▼

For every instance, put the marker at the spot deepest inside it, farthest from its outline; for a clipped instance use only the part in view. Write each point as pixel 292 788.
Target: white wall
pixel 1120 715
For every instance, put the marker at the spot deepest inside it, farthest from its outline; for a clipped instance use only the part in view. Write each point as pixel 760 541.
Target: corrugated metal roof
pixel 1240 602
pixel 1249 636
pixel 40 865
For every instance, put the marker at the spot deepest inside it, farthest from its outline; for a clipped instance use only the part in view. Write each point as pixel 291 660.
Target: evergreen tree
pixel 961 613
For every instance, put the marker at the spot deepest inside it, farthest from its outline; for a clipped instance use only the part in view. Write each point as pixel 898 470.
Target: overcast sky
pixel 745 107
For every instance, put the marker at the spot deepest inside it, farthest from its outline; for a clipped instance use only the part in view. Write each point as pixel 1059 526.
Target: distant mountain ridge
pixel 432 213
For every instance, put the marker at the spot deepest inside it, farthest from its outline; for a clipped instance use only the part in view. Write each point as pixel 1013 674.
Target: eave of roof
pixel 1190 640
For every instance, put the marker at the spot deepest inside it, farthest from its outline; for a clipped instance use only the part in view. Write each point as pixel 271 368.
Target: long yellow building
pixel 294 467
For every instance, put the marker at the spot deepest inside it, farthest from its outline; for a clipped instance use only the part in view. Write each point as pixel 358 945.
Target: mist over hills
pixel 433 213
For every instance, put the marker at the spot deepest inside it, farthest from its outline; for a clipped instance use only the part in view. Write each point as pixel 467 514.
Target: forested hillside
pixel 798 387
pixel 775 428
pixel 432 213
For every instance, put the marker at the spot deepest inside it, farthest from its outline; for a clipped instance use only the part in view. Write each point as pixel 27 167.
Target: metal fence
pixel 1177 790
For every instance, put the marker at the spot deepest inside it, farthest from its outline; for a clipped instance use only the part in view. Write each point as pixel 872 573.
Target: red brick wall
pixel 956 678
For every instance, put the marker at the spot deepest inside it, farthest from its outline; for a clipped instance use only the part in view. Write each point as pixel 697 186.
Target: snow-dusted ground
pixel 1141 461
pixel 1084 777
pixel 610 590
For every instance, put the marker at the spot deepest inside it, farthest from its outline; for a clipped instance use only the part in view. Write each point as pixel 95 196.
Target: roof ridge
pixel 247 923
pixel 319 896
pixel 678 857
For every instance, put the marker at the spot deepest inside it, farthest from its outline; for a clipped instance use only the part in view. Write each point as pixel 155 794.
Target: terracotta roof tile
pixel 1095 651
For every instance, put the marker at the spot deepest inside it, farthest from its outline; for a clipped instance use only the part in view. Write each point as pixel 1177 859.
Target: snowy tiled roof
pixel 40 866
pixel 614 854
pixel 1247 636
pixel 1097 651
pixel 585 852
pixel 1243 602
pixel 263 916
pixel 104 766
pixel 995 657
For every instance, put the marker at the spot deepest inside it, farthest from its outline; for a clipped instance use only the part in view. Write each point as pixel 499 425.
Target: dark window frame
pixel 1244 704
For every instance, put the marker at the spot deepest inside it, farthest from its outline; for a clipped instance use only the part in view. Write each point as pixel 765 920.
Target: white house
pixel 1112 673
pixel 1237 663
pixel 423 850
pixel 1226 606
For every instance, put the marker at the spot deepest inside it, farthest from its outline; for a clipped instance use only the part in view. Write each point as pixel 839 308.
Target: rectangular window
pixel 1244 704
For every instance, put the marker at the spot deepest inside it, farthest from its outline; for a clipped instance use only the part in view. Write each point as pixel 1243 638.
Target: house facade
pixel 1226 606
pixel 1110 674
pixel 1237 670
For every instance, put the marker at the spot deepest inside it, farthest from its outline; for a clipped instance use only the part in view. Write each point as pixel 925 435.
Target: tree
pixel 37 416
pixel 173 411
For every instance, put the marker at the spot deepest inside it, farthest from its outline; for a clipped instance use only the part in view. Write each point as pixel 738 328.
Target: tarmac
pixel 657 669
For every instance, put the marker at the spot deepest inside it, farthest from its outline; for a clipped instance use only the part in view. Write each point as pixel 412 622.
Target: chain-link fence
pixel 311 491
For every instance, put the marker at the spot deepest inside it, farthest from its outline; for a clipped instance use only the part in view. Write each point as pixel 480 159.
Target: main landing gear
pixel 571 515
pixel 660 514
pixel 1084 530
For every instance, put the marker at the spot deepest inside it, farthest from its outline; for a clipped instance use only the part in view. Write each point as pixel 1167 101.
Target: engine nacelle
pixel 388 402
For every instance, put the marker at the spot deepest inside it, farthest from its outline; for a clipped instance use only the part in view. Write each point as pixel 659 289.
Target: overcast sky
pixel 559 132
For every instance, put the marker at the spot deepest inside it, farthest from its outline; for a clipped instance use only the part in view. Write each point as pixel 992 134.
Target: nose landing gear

▲

Format every line of the records above as a Markdown table with the columns "Row" and "Content," numbering the rows in order and skipping any blank lines.

| Row | Content |
|---|---|
| 1 | For every instance, put the marker at the spot deepest inside it, farthest from its outline; for a clipped instance use only the part in view. Write each point as pixel 292 788. |
| 2 | Target: white wall |
| 3 | pixel 1120 715 |
| 4 | For every instance, put the marker at the spot deepest inside it, farthest from its outline; for a clipped instance use only the part in view. Write each point as pixel 760 541. |
| 5 | Target: corrugated metal roof |
| 6 | pixel 1240 602 |
| 7 | pixel 1249 636 |
| 8 | pixel 40 865 |
| 9 | For every instance, put the marker at the spot deepest inside it, farthest from its outline; for a clipped instance use only the part in view. Write each point as pixel 291 660. |
| 10 | Target: evergreen tree |
| 11 | pixel 961 613 |
| 12 | For every instance, put the marker at the spot deepest inside it, farthest from its outline; for a clipped instance use only the part in view. Write each point as pixel 898 470. |
| 13 | Target: overcast sky |
| 14 | pixel 745 107 |
| 15 | For every instance, put the marker at the spot deepest inside it, farthest from its outline; for a clipped instance use only the part in view. Write each point as pixel 1059 526. |
| 16 | Target: distant mountain ridge |
| 17 | pixel 432 213 |
| 18 | For every instance, put the marker at the spot deepest inside it, farthest from its outline; for a clipped instance use only the part in view. Write each point as pixel 1013 674. |
| 19 | Target: eave of roof |
| 20 | pixel 1190 640 |
| 21 | For every instance, put the marker at the spot deepest inside it, farthest from its outline; for a clipped instance use only the part in view. Write each point as pixel 271 368. |
| 22 | Target: long yellow building |
| 23 | pixel 294 467 |
| 24 | For every instance, put the marker at the spot deepest inside it, farthest from its outline; for a clipped instance use only the part in view. Write each point as pixel 358 945. |
| 25 | Target: mist over hills |
| 26 | pixel 433 213 |
| 27 | For every instance, put the marker at the spot deepest inside it, farthest from its outline; for a clipped instance use only the part in view. Write each point as pixel 467 514. |
| 28 | Target: forested hillside |
| 29 | pixel 798 387 |
| 30 | pixel 775 428 |
| 31 | pixel 432 213 |
| 32 | For every instance, put the marker at the spot deepest inside it, farthest from its outline; for a clipped instance use only the part in view. Write each point as pixel 27 167. |
| 33 | Target: metal fence |
| 34 | pixel 1177 790 |
| 35 | For every instance, put the marker at the spot deepest inside it, farthest from its outline; for a clipped instance use only the part in view. Write each point as pixel 872 573. |
| 36 | Target: red brick wall |
| 37 | pixel 956 678 |
| 38 | For every instance, put the marker at the spot deepest inside it, farthest from its outline; for a clipped instance use only the part in view. Write each point as pixel 697 186. |
| 39 | Target: snow-dusted ground |
| 40 | pixel 1141 461 |
| 41 | pixel 1084 777 |
| 42 | pixel 610 590 |
| 43 | For every instance, put the marker at the spot deepest inside it, farthest from its outline; for a clipped instance use only the part in view. Write each point as pixel 95 196. |
| 44 | Target: roof ridge |
| 45 | pixel 247 923 |
| 46 | pixel 319 896 |
| 47 | pixel 678 857 |
| 48 | For every instance, put the marker at the spot deepest inside it, farthest from its outline; for a clipped instance use only the part in view. Write each point as pixel 155 794. |
| 49 | Target: terracotta roof tile |
| 50 | pixel 1095 651 |
| 51 | For every instance, put the marker at the spot deepest inside it, farthest from its outline; for a clipped instance use only the part in view. Write each point as pixel 1177 859. |
| 52 | Target: snowy tiled roof |
| 53 | pixel 40 866 |
| 54 | pixel 614 854 |
| 55 | pixel 1247 636 |
| 56 | pixel 1097 651 |
| 57 | pixel 585 852 |
| 58 | pixel 1243 602 |
| 59 | pixel 263 916 |
| 60 | pixel 104 766 |
| 61 | pixel 995 657 |
| 62 | For every instance, put the marker at the spot deepest inside it, farthest from its outline; for a clipped instance use only the part in view. Write each point as pixel 499 425. |
| 63 | Target: dark window frame |
| 64 | pixel 1244 704 |
| 65 | For every instance, put the marker at the spot deepest inside it, farthest from its outline; for a clipped instance use only the part in view. Write each point as pixel 765 920. |
| 66 | Target: white house |
| 67 | pixel 1112 673 |
| 68 | pixel 1237 663 |
| 69 | pixel 423 850 |
| 70 | pixel 1226 606 |
| 71 | For every instance, put the marker at the spot deepest inside it, farthest from its outline; for a clipped instance use only the part in view. Write each point as pixel 839 308. |
| 72 | Target: rectangular window |
| 73 | pixel 1244 704 |
| 74 | For every instance, put the marker at the spot deepest inside it, farthest from its outline; for a clipped instance use only the part in view. Write each point as pixel 1243 638. |
| 75 | Target: house facade |
| 76 | pixel 1226 606 |
| 77 | pixel 1110 674 |
| 78 | pixel 1237 670 |
| 79 | For every instance, put the marker at the spot deepest inside it, farthest from its outline; for a clipped instance use only the part in view. Write each point as pixel 925 435. |
| 80 | Target: tree |
| 81 | pixel 37 416 |
| 82 | pixel 173 411 |
| 83 | For every instance, put the marker at the spot deepest inside it, farthest from its outline; for a clipped instance use only the part in view. Write each point as pixel 738 328. |
| 84 | Target: tarmac |
| 85 | pixel 657 669 |
| 86 | For every instance, put the marker at the spot deepest inside it, farthest from its outline; for a clipped instance use only the part in view. Write each point as pixel 412 622. |
| 87 | Target: chain-link fence |
| 88 | pixel 311 491 |
| 89 | For every instance, put the marker at the spot deepest inside it, farthest from its outline; for a clipped instance use only the part in view. Write each point as pixel 480 159. |
| 90 | Target: main landing gear |
| 91 | pixel 571 515 |
| 92 | pixel 660 514 |
| 93 | pixel 1084 530 |
| 94 | For every instance, put the marker at the spot deepest inside it, farthest from its outline; for a clipped instance use only the part in view. Write each point as pixel 1167 101. |
| 95 | Target: engine nacelle |
| 96 | pixel 388 402 |
| 97 | For every instance, put the marker at the spot deepest inside it, farthest from its outline; for a clipped instance use only the part in view. Write each point as pixel 659 289. |
| 98 | Target: overcast sky |
| 99 | pixel 559 132 |
| 100 | For every instance, put the marker at the spot deepest inside it, farthest from its outline; for a clipped instance use only the part in view. Write each point as pixel 992 134. |
| 101 | Target: nose landing gear |